STATED PROBLEM 1: List the founders of Durango Systems Corporation named in the Durango F-85 text.
STATED PROBLEM 2: From the Durango F-85 text, return the passage starting at "The F-85 used" and ending at "formatted) per diskette.", copied word for word.

SUPPLIED TEXT:
>>>
The Durango F-85 was an early personal computer introduced in September 1978 by Durango Systems Corporation, a company started in 1977 by George E. Comstock, John M. Scandalios and Charles L. Waggoner, all formerly of Diablo Systems. The F-85 could run its own multitasking operating system called DX-85M, which included an integral Indexed Sequential (ISAM) file system and per-task file locking, or alternatively CP/M-80. DX-85M utilized a text configuration file named CONFIG.SYS five years before this filename was used for a similar purpose under MS-DOS/PC DOS 2.0 in 1983.

The F-85 used single-sided 5¼-inch 100 tpi diskette drives providing 480 KB utilizing a high-density 4/5 group coded encoding. The machine was using a Western Digital FD1781 floppy-disk controller with 77-track Micropolis drives. In later models this was expanded to a double-sided option for 960 KB (946/947 KB formatted) per diskette.
<<<
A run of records
>>>
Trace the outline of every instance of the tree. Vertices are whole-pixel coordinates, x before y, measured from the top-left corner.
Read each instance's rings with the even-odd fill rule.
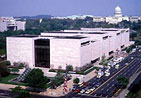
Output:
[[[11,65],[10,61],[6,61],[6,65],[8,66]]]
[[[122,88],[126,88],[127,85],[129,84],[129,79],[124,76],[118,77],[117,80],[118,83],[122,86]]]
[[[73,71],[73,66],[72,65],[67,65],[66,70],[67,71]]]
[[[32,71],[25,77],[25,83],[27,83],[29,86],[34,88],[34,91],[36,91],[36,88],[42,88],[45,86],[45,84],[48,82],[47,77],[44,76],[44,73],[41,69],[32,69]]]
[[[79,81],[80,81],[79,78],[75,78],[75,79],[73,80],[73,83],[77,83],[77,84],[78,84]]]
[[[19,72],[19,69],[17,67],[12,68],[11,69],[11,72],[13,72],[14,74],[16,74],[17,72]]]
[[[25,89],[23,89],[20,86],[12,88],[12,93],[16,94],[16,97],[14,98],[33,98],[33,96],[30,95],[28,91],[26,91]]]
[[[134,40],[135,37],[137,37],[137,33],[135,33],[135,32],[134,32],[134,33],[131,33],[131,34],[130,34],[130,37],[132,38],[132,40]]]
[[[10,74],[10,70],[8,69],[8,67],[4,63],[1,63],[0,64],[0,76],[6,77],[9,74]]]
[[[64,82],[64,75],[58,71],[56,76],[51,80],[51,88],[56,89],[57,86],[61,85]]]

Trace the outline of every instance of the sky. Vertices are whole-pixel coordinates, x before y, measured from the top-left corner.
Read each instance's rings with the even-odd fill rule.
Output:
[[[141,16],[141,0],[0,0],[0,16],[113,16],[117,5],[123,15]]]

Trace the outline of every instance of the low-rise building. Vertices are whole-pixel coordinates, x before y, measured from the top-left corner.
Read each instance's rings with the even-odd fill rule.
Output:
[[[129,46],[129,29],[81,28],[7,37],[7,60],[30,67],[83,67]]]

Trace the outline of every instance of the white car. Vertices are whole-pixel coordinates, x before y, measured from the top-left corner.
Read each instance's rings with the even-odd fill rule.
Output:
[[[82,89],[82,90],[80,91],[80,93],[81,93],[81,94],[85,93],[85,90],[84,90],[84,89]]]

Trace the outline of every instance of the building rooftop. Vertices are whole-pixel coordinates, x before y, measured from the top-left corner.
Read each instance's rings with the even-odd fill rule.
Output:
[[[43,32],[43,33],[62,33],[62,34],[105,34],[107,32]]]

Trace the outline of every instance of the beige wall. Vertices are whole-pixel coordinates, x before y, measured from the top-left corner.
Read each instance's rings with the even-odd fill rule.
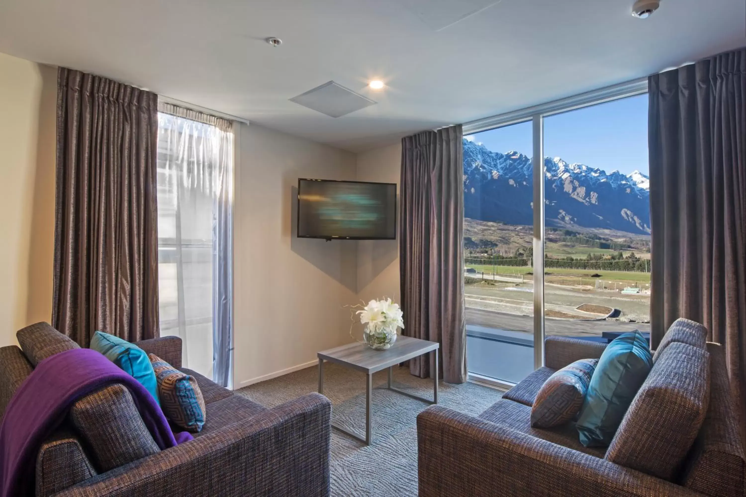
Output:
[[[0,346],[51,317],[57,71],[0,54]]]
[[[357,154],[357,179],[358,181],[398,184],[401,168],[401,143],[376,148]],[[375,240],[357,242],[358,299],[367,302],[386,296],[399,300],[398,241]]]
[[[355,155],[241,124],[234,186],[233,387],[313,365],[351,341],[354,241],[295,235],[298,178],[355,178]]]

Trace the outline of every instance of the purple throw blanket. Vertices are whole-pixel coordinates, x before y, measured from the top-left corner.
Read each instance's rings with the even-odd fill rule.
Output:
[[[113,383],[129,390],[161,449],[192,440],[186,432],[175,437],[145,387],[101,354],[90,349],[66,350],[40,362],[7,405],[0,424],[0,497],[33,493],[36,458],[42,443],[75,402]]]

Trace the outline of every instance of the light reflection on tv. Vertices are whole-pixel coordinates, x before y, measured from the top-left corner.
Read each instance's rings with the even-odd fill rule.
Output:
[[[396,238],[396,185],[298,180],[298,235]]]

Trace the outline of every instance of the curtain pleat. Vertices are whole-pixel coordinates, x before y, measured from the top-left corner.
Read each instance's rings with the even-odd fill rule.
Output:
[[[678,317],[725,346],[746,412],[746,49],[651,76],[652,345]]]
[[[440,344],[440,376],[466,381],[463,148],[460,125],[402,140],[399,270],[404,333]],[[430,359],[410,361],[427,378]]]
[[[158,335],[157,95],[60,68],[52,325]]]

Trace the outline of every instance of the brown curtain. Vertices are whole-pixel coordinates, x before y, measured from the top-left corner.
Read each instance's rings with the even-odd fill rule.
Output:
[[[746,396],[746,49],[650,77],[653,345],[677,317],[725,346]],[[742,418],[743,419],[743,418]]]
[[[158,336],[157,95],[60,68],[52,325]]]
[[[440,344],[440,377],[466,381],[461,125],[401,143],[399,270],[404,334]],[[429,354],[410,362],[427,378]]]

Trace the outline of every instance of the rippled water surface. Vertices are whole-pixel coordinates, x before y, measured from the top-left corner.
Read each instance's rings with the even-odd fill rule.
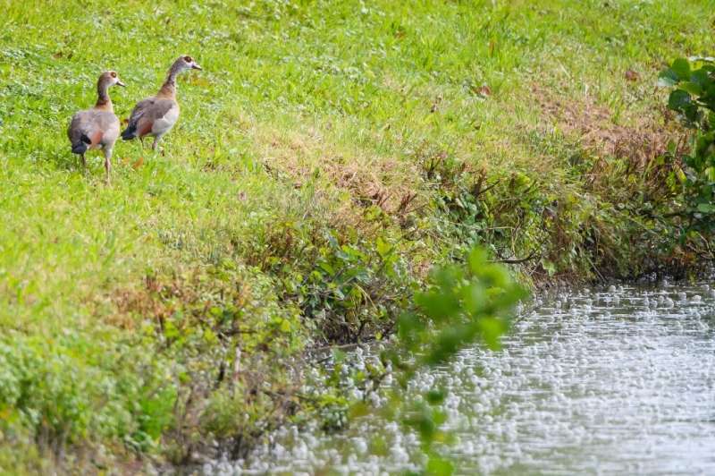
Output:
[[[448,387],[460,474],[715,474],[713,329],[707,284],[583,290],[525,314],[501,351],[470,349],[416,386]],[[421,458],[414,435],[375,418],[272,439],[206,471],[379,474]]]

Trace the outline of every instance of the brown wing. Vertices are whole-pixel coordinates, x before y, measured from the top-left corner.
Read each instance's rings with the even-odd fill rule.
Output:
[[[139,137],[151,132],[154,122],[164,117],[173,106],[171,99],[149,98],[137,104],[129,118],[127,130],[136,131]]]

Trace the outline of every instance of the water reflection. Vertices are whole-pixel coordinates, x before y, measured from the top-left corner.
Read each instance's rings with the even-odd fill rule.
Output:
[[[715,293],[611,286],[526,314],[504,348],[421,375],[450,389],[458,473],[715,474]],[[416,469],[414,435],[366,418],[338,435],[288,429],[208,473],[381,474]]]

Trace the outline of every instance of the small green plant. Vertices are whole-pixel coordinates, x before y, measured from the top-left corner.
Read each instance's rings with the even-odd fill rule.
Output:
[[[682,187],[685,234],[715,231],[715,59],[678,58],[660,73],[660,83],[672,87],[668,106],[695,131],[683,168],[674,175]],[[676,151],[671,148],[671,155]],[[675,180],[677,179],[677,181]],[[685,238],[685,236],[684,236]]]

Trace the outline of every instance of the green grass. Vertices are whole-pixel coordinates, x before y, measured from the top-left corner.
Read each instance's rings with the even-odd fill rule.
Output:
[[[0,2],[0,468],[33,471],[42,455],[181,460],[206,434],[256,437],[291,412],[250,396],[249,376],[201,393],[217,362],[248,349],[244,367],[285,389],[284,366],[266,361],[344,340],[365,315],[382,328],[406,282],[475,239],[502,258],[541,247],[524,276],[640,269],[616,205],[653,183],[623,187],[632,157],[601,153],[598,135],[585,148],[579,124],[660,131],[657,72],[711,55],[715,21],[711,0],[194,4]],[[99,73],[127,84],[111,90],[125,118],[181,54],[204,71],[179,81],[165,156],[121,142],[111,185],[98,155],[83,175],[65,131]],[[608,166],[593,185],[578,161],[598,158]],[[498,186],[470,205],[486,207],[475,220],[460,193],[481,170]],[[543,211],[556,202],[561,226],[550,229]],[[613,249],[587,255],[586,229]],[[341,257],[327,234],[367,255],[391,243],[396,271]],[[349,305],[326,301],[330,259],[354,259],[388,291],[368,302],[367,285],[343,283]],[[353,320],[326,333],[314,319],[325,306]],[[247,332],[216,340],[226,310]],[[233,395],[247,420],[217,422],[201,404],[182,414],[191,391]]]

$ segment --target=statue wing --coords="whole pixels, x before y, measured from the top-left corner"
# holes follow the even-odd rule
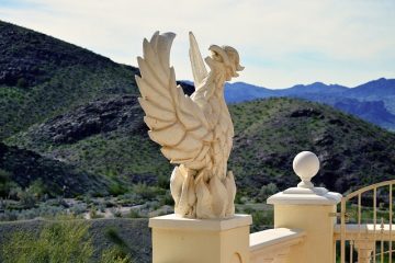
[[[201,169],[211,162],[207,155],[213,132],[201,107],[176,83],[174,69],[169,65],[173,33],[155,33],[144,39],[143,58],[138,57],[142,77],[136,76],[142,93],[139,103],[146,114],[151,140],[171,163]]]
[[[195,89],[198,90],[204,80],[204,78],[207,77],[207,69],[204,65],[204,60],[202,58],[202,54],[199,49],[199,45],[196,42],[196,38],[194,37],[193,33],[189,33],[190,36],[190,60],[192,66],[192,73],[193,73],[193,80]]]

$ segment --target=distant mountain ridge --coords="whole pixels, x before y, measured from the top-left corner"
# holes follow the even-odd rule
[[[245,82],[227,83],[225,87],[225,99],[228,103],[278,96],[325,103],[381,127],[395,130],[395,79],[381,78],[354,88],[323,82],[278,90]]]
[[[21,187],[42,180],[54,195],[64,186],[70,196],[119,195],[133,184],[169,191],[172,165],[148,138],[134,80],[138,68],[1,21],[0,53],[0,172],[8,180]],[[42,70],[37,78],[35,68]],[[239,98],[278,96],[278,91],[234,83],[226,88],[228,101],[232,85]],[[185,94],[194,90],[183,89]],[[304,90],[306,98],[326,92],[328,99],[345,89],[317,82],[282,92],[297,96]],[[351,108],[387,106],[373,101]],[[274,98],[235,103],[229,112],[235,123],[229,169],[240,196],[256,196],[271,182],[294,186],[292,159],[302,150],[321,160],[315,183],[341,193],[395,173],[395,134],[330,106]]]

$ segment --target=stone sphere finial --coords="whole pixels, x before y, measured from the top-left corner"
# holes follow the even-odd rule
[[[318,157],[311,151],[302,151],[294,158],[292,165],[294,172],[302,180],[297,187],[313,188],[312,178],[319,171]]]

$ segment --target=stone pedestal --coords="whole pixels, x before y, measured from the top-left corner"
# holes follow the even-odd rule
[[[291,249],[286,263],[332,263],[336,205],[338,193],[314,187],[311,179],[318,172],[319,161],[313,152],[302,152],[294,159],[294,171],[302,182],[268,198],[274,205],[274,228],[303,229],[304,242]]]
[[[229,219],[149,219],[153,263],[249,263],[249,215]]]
<<<
COMPLETE ANSWER 1: George E. Comstock, John M. Scandalios and Charles L. Waggoner

COMPLETE ANSWER 2:
The F-85 used single-sided 5¼-inch 100 tpi diskette drives providing 480 KB utilizing a high-density 4/5 group coded encoding. The machine was using a Western Digital FD1781 floppy-disk controller with 77-track Micropolis drives. In later models this was expanded to a double-sided option for 960 KB (946/947 KB formatted) per diskette.